Requirements →
Render the lines from the start of the rows through the line containing "column 36, row 57", inclusive, as a Markdown table with an Index column for the line number and a Content column for the line itself. Omit blank lines and leave the pictures out.

# Start of Records for the exercise

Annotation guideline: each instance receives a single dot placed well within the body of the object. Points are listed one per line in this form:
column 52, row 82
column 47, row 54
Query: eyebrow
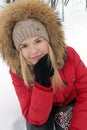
column 37, row 38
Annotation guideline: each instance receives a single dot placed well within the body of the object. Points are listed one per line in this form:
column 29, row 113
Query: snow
column 75, row 28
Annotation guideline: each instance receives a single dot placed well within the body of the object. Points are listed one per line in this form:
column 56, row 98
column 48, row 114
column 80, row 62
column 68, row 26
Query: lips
column 36, row 57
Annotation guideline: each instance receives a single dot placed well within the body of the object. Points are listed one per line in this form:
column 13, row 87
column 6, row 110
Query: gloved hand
column 44, row 71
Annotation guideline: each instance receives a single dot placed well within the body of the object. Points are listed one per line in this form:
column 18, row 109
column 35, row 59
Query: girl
column 49, row 77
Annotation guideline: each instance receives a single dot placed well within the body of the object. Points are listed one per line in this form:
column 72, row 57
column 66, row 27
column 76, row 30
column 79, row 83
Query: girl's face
column 33, row 49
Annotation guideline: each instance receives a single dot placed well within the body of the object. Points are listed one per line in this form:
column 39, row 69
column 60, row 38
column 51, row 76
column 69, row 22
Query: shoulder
column 72, row 55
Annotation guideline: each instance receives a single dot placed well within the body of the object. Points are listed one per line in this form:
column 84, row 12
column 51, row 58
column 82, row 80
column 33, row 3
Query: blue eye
column 38, row 41
column 23, row 46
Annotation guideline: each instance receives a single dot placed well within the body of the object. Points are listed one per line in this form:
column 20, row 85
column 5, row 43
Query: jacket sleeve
column 32, row 100
column 79, row 117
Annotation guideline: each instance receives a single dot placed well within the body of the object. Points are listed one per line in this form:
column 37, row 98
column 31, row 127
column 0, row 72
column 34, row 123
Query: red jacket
column 37, row 103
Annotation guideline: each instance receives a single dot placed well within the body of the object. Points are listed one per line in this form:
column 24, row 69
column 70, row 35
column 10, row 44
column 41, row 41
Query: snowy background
column 75, row 28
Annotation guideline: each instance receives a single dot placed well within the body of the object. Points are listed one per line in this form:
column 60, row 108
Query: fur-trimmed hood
column 25, row 9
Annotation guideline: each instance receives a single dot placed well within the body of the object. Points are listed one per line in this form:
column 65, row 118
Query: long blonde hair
column 28, row 74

# End of Records for the exercise

Final answer →
| Index | Content |
|---|---|
| 1 | Annotation guideline: each instance receives a single dot placed well within the body of the object. Points are listed one per line in this form: |
| 2 | column 52, row 82 |
| 3 | column 47, row 54 |
| 4 | Query: eyebrow |
| 5 | column 37, row 38 |
| 6 | Annotation guideline: each instance receives a single dot placed well within the body of the object. Points are listed one per line in this form: |
| 7 | column 29, row 113 |
| 8 | Query: snow |
| 9 | column 75, row 28 |
| 10 | Annotation guideline: each instance receives a single dot placed well within the body of the object. Points are listed one per line in this form: |
| 11 | column 56, row 98 |
| 12 | column 48, row 114 |
| 13 | column 80, row 62 |
| 14 | column 68, row 26 |
| 15 | Query: lips |
| 16 | column 36, row 57 |